# Stated goal:
Copy every line of the data below verbatim.

>> start

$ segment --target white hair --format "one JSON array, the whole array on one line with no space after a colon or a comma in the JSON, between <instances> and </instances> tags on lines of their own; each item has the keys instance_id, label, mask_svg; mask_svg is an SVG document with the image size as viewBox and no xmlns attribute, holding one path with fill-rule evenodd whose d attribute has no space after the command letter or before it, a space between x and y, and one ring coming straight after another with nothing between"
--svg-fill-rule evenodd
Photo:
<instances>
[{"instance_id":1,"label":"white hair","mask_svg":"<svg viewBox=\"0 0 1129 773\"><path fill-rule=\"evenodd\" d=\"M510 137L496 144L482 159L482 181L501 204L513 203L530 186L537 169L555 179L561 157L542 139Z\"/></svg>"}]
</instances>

>> end

# Output of the exercise:
$ segment --target white hair --format "one JSON array, the whole array on one line with no space after a colon or a comma in the JSON, between <instances> and </instances> tags on lines of their own; each item has the keys instance_id, label, mask_svg; mask_svg is an SVG document with the image size as viewBox and no xmlns attribute, holding one path with fill-rule evenodd whose d attribute has no space after the command letter or before it, a space between x and y, and one ring coming straight after another with nothing between"
--svg-fill-rule evenodd
Photo:
<instances>
[{"instance_id":1,"label":"white hair","mask_svg":"<svg viewBox=\"0 0 1129 773\"><path fill-rule=\"evenodd\" d=\"M510 137L496 144L482 159L482 181L501 204L513 203L530 186L537 169L555 179L561 157L542 139Z\"/></svg>"}]
</instances>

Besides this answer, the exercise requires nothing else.